READING TEXT »
==========

10th FEBRUARY, 2026
what is PyTorch?
PyTorch is currently one of the most popular deep learning frameworks. It is an open-source library built upon the Torch Library (it's no longer in active development), and it was developed by Meta AI (previously Facebook AI). It is now part of the Linux Foundation.
tensor basics
Machine Learning (ML) is all about numbers. Tensor is a specialised container for those numbers. You might know tensors from maths or physics, but in machine learning, a tensor is simply PyTorch's data type for storing numbers. Think of it like a more powerful version of a list or array. Tensors hold your training data and the your model learns.
What makes tensors special is that they come packed with useful functions. When you create a new tensor, you need to fill it with starting values. PyTorch offers many initialisation functions: torch.rand(), torch.randn(), torch.ones(), the list goes on.
But what's the difference between them? If they give you random numbers, which random numbers? And why there are so many ways to initialise it?
The best way to understand is to see it. If we create thousands of random values using each function and plot them as a histogram, we can see exactly what to expect:
import torch
rand_sample = torch.rand(10000)
randn_sample = torch.randn(10000)
zeros_sample = torch.zeros(10)
ones_sample = torch.ones(10)
arange_sample = torch.arange(0, 10)
linspace_sample = torch.linspace(0, 10, steps=5)
full_sample = torch.full((10,), 42)
empty_sample = torch.empty(10)
eye_sample = torch.eye(5)
Seeing it as a histogram paints a very clear picture. torch.rand() initialises tensor with random values between 0 and 1. torch.randn() with values that are mostly clustering around 0 and torch.eye() gives an identity matrix, and torch.empty() is... wait. Not empty? In theory is not empty. It allocates memory but does not initialise it, so the tensor contains whatever values happened to already be in that memory. If you see zeros, that’s just coincidence. torch.zeros() explicitly fills the tensor with zeros, whereas torch.empty() makes no guarantees at all - you should always write to it before reading from it.
"Hey! What about own my data?"

==========

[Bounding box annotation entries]
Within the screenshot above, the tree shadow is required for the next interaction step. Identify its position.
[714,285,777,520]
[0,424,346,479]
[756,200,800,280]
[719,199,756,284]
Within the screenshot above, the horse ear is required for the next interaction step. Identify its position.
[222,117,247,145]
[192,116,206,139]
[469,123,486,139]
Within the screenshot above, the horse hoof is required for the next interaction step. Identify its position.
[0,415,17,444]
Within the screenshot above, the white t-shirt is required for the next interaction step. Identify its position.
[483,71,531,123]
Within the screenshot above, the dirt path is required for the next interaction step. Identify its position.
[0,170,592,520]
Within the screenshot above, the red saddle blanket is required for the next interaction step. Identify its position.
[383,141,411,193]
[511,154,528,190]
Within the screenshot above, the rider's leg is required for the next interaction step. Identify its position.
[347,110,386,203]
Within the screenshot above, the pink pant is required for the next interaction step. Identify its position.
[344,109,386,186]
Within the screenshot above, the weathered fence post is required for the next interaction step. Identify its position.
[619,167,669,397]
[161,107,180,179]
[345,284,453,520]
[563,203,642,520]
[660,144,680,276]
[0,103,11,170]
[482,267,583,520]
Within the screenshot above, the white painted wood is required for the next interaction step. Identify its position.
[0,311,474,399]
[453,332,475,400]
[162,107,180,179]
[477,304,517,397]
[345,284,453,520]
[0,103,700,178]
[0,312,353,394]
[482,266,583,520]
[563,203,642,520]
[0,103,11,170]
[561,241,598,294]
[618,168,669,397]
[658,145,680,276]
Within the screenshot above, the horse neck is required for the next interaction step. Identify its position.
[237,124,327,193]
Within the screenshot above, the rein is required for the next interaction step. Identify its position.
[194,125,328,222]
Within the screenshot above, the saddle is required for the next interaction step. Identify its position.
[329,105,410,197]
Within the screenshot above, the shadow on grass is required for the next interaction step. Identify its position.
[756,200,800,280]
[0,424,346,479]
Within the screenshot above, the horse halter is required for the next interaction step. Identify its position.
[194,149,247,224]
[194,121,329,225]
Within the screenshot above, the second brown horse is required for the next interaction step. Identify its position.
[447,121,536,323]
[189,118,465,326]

==========

DO THIS »
Go on with the PyTorch tensor text from the point where it stops. The records have nothing to do with this.

ANSWER FOR THIS EXERCISE »
I've got you. Initialising tensors with random noise can be helpful, but ultimately, you want your own data for training. Let's start with a simple example, you have data structure as follows:
| Bedrooms | Size (m²) | Age (years) | Price (£k) |
|---|---|---|---|
| 2 | 65 | 15 | 285 |
| 3 | 95 | 8 | 425 |
| 4 | 120 | 25 | 380 |
| 3 | 88 | 42 | 295 |
| 5 | 180 | 3 | 675 |
| 2 | 58 | 50 | 245 |
# Each row is one house: [bedrooms, bathrooms, size, age, price]
houses = torch.tensor([
[2, 65, 15, 285],
[3, 95, 8, 425],
[4, 120, 25, 380],
[3, 88, 42, 295],
[5, 180, 3, 675],
[2, 58, 50, 245]
], dtype=torch.float32)
You might be wondering, not all data is numbers. Sometimes we have words, images, or even 3D mesh data. If that's the case, we need a step in between. We need to find a way to map our input data to numbers. With proprietary data types, this can be a challenging step that a Data Scientist would have to solve.
Words get mapped to numbers. The simplest approach is to assign each word a unique ID. So the sentence hello world becomes [0, 1] - just numbers that PyTorch can work with.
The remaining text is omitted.